Stored data entries
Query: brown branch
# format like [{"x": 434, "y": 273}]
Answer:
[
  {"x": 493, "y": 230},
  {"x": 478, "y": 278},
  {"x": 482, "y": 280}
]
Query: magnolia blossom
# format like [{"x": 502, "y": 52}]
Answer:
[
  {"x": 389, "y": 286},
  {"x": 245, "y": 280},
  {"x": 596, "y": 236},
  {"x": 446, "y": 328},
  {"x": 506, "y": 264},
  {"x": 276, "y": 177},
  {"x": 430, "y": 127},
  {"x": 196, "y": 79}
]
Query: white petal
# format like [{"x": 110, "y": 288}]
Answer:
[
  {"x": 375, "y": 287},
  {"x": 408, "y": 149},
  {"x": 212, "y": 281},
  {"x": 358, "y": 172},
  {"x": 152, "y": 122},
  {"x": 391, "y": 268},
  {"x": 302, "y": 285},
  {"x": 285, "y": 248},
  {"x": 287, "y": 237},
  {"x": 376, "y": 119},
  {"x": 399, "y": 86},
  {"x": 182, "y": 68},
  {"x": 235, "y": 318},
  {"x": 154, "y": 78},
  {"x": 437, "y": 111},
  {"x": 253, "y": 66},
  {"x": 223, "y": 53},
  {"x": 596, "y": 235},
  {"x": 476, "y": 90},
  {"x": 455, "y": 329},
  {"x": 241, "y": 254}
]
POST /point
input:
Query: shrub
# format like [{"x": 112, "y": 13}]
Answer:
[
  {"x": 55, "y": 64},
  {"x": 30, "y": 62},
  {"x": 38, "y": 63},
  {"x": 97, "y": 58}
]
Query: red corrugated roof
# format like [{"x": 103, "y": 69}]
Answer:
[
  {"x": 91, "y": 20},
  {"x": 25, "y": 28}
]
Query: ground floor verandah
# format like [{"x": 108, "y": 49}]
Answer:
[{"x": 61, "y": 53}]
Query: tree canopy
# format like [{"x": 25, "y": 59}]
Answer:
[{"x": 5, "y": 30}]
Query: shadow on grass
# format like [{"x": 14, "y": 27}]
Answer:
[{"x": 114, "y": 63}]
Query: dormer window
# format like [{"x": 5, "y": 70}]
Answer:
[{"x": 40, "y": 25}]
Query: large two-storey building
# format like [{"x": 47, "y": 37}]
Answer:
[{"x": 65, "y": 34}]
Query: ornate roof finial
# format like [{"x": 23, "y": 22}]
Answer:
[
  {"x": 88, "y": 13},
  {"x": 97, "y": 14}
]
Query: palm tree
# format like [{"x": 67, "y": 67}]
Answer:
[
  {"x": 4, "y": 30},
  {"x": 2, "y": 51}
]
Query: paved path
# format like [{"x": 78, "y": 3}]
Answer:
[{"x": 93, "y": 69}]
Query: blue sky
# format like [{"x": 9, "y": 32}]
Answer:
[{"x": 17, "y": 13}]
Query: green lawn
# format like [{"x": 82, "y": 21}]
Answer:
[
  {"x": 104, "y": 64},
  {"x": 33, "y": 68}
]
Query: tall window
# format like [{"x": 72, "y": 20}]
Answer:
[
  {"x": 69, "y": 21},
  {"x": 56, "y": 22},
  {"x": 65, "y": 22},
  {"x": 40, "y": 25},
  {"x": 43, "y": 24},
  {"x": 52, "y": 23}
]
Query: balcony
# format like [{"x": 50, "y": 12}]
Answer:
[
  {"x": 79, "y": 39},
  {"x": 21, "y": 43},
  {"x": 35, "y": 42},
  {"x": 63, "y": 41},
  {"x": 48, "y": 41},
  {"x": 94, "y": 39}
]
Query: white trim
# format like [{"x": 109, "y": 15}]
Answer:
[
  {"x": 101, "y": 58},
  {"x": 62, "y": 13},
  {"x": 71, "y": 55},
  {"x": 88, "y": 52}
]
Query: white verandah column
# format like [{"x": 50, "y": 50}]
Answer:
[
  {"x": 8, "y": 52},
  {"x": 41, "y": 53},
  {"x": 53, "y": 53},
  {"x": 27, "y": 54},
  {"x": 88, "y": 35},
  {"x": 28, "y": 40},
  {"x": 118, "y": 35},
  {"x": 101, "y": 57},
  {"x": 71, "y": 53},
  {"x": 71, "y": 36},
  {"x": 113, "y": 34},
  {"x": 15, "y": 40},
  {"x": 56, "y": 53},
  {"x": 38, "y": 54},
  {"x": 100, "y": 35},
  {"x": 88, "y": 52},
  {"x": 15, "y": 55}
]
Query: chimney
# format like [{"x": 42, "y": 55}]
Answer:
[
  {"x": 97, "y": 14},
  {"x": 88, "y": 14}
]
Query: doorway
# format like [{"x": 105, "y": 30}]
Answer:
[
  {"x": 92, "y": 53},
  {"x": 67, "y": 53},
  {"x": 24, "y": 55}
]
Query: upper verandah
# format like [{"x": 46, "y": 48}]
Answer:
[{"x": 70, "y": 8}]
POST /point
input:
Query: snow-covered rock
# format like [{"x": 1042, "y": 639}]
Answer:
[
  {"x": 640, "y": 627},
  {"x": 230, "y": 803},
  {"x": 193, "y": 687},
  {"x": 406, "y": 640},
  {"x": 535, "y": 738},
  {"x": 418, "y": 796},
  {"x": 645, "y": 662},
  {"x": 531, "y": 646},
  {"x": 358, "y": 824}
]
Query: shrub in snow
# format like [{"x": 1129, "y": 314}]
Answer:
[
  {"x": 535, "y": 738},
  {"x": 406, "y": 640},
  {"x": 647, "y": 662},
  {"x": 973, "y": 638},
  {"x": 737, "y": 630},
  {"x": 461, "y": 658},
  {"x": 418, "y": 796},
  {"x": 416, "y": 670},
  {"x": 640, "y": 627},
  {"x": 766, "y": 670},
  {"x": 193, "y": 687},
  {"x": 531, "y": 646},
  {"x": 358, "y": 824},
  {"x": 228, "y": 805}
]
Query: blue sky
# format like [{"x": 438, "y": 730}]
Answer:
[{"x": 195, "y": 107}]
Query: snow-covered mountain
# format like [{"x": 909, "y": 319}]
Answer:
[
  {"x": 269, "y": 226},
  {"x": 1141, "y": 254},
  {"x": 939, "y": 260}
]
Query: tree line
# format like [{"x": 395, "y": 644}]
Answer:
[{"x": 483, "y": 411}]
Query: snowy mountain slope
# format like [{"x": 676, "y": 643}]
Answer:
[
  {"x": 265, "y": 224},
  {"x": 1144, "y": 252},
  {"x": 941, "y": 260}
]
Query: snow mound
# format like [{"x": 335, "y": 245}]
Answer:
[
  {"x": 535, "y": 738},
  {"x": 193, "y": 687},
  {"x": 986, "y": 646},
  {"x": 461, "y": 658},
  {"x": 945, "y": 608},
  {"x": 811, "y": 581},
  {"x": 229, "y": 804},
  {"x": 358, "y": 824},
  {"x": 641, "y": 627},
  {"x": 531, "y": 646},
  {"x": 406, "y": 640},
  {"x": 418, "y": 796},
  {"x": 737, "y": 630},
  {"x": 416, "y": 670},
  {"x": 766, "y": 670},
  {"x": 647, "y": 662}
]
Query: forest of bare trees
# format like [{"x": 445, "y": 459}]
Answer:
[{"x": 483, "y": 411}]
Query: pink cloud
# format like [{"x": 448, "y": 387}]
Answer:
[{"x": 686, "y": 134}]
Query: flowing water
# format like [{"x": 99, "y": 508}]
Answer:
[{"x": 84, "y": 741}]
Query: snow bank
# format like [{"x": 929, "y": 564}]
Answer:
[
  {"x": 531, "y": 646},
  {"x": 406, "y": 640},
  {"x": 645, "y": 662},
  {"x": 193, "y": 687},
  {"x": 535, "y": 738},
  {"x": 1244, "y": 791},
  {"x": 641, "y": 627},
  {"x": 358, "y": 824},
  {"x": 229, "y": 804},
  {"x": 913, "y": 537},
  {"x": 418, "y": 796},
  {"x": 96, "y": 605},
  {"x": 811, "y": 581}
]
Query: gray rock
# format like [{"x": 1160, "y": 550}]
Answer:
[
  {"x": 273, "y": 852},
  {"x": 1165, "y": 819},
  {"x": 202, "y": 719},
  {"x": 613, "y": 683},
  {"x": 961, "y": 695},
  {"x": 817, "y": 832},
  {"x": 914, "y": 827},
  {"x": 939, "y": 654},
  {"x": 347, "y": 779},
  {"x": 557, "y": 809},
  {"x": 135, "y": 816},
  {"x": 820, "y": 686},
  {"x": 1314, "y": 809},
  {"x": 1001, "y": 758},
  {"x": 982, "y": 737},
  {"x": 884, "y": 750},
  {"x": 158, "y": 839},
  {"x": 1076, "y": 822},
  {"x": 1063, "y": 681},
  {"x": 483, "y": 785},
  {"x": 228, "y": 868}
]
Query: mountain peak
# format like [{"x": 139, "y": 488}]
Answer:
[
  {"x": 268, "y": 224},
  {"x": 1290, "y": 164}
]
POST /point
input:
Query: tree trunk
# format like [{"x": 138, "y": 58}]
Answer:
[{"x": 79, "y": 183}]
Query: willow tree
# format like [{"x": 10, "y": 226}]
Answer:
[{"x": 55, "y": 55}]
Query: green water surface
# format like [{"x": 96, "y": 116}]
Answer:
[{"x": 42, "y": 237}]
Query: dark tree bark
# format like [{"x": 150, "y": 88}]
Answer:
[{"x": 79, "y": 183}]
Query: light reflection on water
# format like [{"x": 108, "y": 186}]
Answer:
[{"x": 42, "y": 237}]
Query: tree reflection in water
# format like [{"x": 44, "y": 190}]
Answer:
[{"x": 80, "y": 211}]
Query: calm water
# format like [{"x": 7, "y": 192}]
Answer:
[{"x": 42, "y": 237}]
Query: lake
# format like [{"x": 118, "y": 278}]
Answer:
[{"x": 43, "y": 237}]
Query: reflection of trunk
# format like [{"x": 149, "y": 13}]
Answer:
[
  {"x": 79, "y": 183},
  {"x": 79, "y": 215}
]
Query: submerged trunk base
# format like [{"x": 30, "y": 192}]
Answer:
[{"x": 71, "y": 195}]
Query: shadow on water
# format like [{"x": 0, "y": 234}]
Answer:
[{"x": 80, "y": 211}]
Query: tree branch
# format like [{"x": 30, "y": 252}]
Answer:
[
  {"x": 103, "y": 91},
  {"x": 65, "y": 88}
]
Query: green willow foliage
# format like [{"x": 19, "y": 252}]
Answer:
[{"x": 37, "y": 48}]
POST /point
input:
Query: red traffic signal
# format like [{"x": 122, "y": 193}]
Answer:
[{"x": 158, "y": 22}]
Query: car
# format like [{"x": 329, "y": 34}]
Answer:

* Try it *
Whenever the string "branch" shows up in a line of the entries, copy that line.

* Answer section *
Query: brown branch
Query: tree branch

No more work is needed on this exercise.